Could you copy out the stretch of records below, from the line containing "Exercise. Point out each instance of the round" through the end of the records, keeping every request unchanged but scaling each coordinate in the answers by 0.8 and rounding it to a whole number, with halves rounded up? Give only those lines.
● ● ● ● ●
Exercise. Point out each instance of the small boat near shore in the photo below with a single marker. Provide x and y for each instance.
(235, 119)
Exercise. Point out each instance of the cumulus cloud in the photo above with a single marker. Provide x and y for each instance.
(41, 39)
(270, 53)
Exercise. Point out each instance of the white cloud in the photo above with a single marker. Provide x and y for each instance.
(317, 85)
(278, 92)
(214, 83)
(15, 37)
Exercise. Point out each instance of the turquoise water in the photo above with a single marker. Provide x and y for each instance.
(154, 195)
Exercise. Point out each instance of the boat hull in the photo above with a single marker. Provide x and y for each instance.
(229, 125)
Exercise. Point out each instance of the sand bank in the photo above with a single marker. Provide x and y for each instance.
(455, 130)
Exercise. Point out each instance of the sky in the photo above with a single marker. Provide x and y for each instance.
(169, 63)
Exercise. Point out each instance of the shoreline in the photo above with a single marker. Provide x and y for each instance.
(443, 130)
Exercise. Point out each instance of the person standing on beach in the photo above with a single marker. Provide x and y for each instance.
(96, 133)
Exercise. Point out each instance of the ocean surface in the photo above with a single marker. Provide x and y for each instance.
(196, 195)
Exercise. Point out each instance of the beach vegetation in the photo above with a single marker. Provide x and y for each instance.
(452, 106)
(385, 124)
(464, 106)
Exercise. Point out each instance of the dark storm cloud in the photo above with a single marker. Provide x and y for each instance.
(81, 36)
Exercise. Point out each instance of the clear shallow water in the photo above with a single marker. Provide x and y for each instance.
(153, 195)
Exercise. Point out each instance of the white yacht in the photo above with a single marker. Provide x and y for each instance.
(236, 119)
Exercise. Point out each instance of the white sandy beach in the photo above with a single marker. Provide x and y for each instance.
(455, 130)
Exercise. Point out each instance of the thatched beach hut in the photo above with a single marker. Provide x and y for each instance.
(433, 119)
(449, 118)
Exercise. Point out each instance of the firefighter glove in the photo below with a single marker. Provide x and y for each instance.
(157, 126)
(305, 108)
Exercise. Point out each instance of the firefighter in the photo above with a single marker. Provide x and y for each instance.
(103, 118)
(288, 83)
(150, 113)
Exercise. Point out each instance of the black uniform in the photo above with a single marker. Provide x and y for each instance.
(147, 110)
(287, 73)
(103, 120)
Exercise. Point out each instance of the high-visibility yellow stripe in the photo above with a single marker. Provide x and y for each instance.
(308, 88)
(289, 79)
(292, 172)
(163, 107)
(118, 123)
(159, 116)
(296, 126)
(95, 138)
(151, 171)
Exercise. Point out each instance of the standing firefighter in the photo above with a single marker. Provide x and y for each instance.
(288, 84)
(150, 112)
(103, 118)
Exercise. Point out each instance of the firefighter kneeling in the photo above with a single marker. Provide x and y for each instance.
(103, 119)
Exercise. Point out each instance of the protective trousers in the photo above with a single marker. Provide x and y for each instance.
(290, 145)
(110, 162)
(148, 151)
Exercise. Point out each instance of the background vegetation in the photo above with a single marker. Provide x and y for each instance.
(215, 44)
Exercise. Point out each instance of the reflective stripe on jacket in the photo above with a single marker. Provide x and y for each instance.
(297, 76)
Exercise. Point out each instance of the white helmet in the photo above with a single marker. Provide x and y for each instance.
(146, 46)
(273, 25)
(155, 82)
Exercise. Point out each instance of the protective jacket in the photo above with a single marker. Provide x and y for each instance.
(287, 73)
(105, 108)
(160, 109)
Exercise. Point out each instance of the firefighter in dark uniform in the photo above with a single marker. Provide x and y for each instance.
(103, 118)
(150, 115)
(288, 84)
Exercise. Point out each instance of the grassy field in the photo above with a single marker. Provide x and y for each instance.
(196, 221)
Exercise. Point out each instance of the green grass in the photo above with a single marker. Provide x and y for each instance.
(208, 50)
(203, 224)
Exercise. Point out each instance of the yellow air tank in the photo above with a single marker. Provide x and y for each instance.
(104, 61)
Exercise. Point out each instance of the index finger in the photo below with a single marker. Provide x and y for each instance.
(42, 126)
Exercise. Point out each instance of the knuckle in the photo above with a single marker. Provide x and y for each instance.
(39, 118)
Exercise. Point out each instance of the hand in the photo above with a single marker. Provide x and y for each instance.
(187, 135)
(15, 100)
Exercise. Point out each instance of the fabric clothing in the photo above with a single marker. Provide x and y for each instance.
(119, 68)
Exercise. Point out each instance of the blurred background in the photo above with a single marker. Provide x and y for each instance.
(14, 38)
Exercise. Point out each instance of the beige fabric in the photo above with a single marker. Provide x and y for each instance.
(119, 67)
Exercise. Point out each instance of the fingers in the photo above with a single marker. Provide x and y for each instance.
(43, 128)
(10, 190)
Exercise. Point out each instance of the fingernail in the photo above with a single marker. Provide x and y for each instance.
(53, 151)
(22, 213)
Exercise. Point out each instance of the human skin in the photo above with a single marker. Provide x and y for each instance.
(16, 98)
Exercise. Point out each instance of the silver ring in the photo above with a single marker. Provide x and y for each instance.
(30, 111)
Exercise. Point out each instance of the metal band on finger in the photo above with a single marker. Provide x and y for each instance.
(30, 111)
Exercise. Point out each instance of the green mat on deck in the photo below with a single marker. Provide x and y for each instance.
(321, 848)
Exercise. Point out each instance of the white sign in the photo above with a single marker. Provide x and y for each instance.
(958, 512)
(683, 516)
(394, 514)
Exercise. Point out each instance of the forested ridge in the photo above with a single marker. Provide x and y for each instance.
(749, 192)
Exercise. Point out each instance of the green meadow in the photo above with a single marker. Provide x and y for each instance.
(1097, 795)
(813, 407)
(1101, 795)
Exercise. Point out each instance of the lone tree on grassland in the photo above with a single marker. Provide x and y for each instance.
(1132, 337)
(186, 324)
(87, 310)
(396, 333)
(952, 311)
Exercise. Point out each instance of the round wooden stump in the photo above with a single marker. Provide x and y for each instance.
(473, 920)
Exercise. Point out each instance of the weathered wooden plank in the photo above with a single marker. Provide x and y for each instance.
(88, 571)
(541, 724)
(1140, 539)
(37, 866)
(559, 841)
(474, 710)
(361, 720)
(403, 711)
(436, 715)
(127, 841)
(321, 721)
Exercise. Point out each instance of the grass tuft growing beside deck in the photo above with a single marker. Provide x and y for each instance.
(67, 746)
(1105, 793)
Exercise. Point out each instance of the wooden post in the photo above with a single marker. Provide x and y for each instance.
● ● ● ● ●
[THE COMPLETED TASK]
Exercise. Point out each instance of the round wooden stump in the photo above with a single marker. Provide x and y for each instance.
(378, 736)
Exercise. Point out each instance of the weathered wooden plank in the photo above with a single marker. Provide x and y for each instance.
(70, 457)
(433, 579)
(912, 431)
(30, 693)
(447, 673)
(379, 568)
(289, 576)
(322, 569)
(349, 572)
(102, 673)
(257, 577)
Exercise. Point out each instance of the grass tuft growing beside deck in the photo above with a single marker. Provide x and y for each instance.
(54, 597)
(884, 634)
Exercise. Point out each instance of the wooden post in the photo above with a single marker. Provide x and y for each instance.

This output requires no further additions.